* _GIVEN EXERCISE_
Reproduce the content-mining passage from "Using the content" through "critique the work.", changing "Wikipedia" to "Wikidata" each time it appears.

Using the content mine we could:
Upon finding something suspected of being a species, look up Wikipedia/dbpedia and other databases.
Where there's a match, store the occurrence of the species in the article in the Fact Store.
Where there's no match, add that to a "New Species?" alert. Imagine, citizen scientists could watch this list, check out the potential new species and add them to Wikipedia. (Do people already do this via some other mechanism?)
Create a stub blog post for new species, so a dinosaur or frog blogger could enthuse about or critique the work.
We nearly got a kind of demo working, but didn't quite hook up all the pieces. Kim Shepard worked on some code to take extracted species names and turn them into a markdown doc like this. It's just a list of links, around which you could tell a story:
[Saurolophus morrisi] [Saurolophus] [Saurolophus osborni] [Saurolophus angustirostris] : http://ontologize.me/?tl_p=http://purl.org/dc/terms/subject&triplink=http://purl.org/triplink/v/0.1&tl_o=http://en.wikipedia.org/wiki/Saurolophus__morrisi&tl_s=http://dx.doi.org/10.4202/app.2011.0049 : http://ontologize.me/?tl_p=http://purl.org/dc/terms/subject&triplink=http://purl.org/triplink/v/0.1&tl_o=http://en.wikipedia.org/wiki/Saurolophus&tl_s=http://dx.doi.org/10.4202/app.2011.0049 : http://ontologize.me/?tl_p=http://purl.org/dc/terms/subject&triplink=http://purl.org/triplink/v/0.1&tl_o=http://en.wikipedia.org/wiki/Saurolophus_angustirostris&tl_s=http://dx.doi.org/10.4202/app.2011.0049 : http://ontologize.me/?tl_p=http://purl.org/dc/terms/subject&triplink=http://purl.org/triplink/v/0.1&tl_o=http://en.wikipedia.org/wiki/Saurolophus_osborni&tl_s=http://dx.doi.org/10.4202/app.2011.0049
But the links aren't just links. What is this weird looking URL?
If you follow it , then you get to this page that says something like:
The work http://dx.doi.org/10.4202/app.2011.0049 is about http://en.wikipedia.org/wiki/Saurolophus_angustirostris
Hey! That's a fact! Mined (more or less) from the literature. Thanks to the magic of triplinks (which I invented) we can encode an RDF statement in a single URI, and use it in a markdown document, mail it to people, even use it in Microsoft Word! But the triplink is not (yet) an accepted standard, so what we really want to do is turn that into a standard HTML via RDFa. So, at the workshop I wrote a quick filter for the wonderful pandoc document processing framework, which parses those weird links and produces this:
<span about="http://dx.doi.org/10.4202/app.2011.0049" property="http://purl.org/dc/terms/subject" href="http://en.wikipedia.org/wiki/Saurolophus__morrisi" title="Subject: http://dx.doi.org/10.4202/app.2011.0049 Predicate: http://purl.org/dc/terms/subject Object: http://en.wikipedia.org/wiki/Saurolophus__morrisi)">new dino</span>
Now we have a 'fact' 'properly' encoded in our stub blog-post which we can confirm by pasting it into RDFa Play :
@prefix dc: <http://purl.org/dc/terms/> . <http://dx.doi.org/10.4202/app.2011.0049> dc:subject <http://en.wikipedia.org/wiki/Saurolophus__morrisi> .
See the github project triplink for more info. Note that while these tripley-links are a bit hairy they have advantages over 'proper' RDFa which typically requires authors to have technical skills and access to the HTML source of what they're writing:
They can be machine generated by bookmarklets or by websites - eg ORCID and Creative Commons could publish author and license triplinks, and articles could have a 'cite me' link people could copy and paste.
They work in any authoring tool, including word processors, email and text editors.
Even if you don't have the tooling (such as a pandoc filter) to process them into HTML they're still clickable (provided I keep looking after the ontologize.me resolver)

* _DATASET RECORDS_
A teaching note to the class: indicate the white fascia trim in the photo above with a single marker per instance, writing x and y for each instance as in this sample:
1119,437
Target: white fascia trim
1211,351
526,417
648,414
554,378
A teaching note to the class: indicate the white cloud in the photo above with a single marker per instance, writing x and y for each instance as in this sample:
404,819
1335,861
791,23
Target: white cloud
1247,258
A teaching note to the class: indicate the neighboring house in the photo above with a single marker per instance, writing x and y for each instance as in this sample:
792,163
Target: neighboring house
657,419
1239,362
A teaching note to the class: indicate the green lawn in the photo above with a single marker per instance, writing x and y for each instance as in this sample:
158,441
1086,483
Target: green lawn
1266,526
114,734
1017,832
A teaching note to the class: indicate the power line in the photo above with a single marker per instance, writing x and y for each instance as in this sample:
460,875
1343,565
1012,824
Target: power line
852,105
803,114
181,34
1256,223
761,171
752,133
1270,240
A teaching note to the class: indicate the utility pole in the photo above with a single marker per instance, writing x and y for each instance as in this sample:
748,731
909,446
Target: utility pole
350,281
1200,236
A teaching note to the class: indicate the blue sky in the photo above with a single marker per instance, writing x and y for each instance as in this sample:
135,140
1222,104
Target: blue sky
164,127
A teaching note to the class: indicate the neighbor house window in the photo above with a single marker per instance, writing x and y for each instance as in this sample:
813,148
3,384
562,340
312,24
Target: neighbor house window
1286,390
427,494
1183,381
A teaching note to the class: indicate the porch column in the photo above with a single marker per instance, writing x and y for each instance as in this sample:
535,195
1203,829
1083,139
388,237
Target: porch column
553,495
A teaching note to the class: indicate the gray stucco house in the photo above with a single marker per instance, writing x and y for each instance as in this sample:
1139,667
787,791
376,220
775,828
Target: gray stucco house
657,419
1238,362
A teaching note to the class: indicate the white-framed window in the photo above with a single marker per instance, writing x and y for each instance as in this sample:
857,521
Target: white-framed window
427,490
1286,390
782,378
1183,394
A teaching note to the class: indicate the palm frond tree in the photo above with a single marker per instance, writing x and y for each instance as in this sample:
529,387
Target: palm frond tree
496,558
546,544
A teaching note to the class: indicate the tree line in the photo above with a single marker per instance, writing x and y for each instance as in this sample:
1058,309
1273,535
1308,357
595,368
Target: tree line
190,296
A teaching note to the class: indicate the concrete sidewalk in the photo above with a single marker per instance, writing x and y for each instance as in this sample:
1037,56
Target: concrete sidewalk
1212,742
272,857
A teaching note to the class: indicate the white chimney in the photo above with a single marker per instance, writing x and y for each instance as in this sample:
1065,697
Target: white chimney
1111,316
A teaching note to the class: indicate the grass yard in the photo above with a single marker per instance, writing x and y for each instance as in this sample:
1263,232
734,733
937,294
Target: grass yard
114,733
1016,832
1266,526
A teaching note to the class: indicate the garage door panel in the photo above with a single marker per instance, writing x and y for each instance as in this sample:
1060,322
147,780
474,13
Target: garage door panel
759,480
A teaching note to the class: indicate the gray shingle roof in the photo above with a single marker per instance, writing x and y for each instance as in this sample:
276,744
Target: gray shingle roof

* _RESULT OF THE TASK_
Using the content mine we could:
Upon finding something suspected of being a species, look up Wikidata/dbpedia and other databases.
Where there's a match, store the occurrence of the species in the article in the Fact Store.
Where there's no match, add that to a "New Species?" alert. Imagine, citizen scientists could watch this list, check out the potential new species and add them to Wikidata. (Do people already do this via some other mechanism?)
Create a stub blog post for new species, so a dinosaur or frog blogger could enthuse about or critique the work.